#### Document extract

By Frank Diamond, For The Bulletin
Monday, January 26, 2009
Sorry, man, but I just can’t get all goosebumpy about this hope and change jive. In fact, I’m nervous. We, the people, have handed the reins to a man who’s major accomplishment, up until about four years ago, was writing about himself.

President Barack Obama seems to be an affable chap, but that’s no reason why he should be running the planet. My accountant is a nice enough fellow and my mechanic is a saint. Yet, I’d rather not hear “Hail to the Chief” when they come into the room. Still, it is what it is — at least for another four years.

My liberal friends enjoin me to swing with the moment, much like that erstwhile comic book hero of my boyhood, Spider-Man, who, in a special issue, helps our new president. No surprise there. Peter Parker is part of the vast left-wing conspiracy known as the media, after all.

Next, Marvel Comics should develop a storyline that features Mr. Parker being groomed as the host of “Hardball” to replace the doddering apparatnik who currently runs that show.


The Obamacans and even cowed conservatives say, “If he succeeds, the country succeeds.” That does not compute.

History is replete with political leaders who successfully achieved their goals, much to the horror of their countrymen. It would be churlish of me today to name names, but then again, I probably don’t have to. I hope our country succeeds. If that happens because of President Obama, then I am fine with that. If that happens despite him, then I can live with that as well.

The airy language of inaugurals filters down to me like the music of a high school marching band. It sounds a bit tinny and then there’s the scoreboard. Liberals: $850 billion; Conservatives: Banishment. 

The Beatles were wrong, money can buy you love, at least in the short term. I’ll be first in line for the bailout of middle-age, white guys who really want to make more than you can in the publishing biz. Beats carrying around a sign that says, “Will Edit Fore Food.”

Comparisons are made between President Obama and President Lincoln. Please. For one thing, Mr. Lincoln would not have called the interrogation techniques authorized by George Bush No. 43 torture. He would have considered Gitmo a luxury resort. Since we’re playing this game, then I’ll vote that the former White House occupant President Obama most reminds me of is James Buchanan.

########
#### Data listing

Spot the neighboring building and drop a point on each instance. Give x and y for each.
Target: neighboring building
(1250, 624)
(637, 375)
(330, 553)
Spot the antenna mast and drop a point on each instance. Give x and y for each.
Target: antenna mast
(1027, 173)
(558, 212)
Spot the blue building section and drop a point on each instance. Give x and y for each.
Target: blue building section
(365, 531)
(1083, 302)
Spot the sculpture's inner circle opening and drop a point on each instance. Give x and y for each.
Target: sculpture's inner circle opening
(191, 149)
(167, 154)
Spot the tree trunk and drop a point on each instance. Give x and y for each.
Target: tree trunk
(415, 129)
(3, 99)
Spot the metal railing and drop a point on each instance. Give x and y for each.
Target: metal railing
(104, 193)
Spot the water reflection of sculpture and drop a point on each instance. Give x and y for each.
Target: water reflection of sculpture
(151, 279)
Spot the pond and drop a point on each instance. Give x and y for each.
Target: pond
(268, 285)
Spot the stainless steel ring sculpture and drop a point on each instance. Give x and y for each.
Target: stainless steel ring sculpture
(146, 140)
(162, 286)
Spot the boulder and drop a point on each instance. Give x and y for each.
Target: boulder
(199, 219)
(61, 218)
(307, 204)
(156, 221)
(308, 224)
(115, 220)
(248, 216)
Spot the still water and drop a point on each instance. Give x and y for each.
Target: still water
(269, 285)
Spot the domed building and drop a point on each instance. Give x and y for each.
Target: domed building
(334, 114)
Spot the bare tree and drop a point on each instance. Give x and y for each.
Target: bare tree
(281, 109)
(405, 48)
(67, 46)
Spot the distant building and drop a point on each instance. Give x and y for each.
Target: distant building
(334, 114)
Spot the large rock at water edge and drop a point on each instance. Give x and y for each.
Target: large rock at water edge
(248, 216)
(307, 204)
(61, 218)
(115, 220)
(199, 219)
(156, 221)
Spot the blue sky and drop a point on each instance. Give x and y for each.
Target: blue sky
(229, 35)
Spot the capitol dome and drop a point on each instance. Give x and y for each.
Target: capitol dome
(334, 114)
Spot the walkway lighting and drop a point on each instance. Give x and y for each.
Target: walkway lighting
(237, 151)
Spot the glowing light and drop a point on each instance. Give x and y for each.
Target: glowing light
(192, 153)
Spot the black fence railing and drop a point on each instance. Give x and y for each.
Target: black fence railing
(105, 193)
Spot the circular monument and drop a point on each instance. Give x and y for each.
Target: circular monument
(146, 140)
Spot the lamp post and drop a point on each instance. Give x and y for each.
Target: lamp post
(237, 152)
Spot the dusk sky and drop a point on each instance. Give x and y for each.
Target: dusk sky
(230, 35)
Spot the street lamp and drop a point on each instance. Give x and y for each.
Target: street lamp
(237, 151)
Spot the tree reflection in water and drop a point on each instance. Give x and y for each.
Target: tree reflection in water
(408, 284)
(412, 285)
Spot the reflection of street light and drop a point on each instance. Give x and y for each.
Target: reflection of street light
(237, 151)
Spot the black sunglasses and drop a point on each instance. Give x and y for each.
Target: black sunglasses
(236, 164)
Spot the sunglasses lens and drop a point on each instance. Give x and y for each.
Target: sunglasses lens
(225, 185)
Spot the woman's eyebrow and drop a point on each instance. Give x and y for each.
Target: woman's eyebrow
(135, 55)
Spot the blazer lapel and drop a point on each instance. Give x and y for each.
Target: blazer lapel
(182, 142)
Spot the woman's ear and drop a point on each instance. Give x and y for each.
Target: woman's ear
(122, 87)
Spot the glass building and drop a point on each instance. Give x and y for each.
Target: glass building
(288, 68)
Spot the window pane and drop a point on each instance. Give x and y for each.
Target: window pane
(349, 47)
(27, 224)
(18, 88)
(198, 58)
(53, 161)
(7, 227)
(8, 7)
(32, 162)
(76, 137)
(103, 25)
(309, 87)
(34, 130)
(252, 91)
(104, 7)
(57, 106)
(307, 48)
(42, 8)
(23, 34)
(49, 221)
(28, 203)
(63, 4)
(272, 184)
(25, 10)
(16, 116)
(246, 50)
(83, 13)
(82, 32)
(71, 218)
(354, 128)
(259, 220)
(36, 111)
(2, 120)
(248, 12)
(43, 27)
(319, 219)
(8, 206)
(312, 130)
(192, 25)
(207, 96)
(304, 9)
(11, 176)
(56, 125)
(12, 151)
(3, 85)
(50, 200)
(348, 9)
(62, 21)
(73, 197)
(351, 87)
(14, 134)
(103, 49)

########

Copy out the entire column on President Obama, word for word, from its byline through its final sentence.

By Frank Diamond, For The Bulletin
Monday, January 26, 2009
Sorry, man, but I just can’t get all goosebumpy about this hope and change jive. In fact, I’m nervous. We, the people, have handed the reins to a man who’s major accomplishment, up until about four years ago, was writing about himself.

President Barack Obama seems to be an affable chap, but that’s no reason why he should be running the planet. My accountant is a nice enough fellow and my mechanic is a saint. Yet, I’d rather not hear “Hail to the Chief” when they come into the room. Still, it is what it is — at least for another four years.

My liberal friends enjoin me to swing with the moment, much like that erstwhile comic book hero of my boyhood, Spider-Man, who, in a special issue, helps our new president. No surprise there. Peter Parker is part of the vast left-wing conspiracy known as the media, after all.

Next, Marvel Comics should develop a storyline that features Mr. Parker being groomed as the host of “Hardball” to replace the doddering apparatnik who currently runs that show.


The Obamacans and even cowed conservatives say, “If he succeeds, the country succeeds.” That does not compute.

History is replete with political leaders who successfully achieved their goals, much to the horror of their countrymen. It would be churlish of me today to name names, but then again, I probably don’t have to. I hope our country succeeds. If that happens because of President Obama, then I am fine with that. If that happens despite him, then I can live with that as well.

The airy language of inaugurals filters down to me like the music of a high school marching band. It sounds a bit tinny and then there’s the scoreboard. Liberals: $850 billion; Conservatives: Banishment. 

The Beatles were wrong, money can buy you love, at least in the short term. I’ll be first in line for the bailout of middle-age, white guys who really want to make more than you can in the publishing biz. Beats carrying around a sign that says, “Will Edit Fore Food.”

Comparisons are made between President Obama and President Lincoln. Please. For one thing, Mr. Lincoln would not have called the interrogation techniques authorized by George Bush No. 43 torture. He would have considered Gitmo a luxury resort. Since we’re playing this game, then I’ll vote that the former White House occupant President Obama most reminds me of is James Buchanan.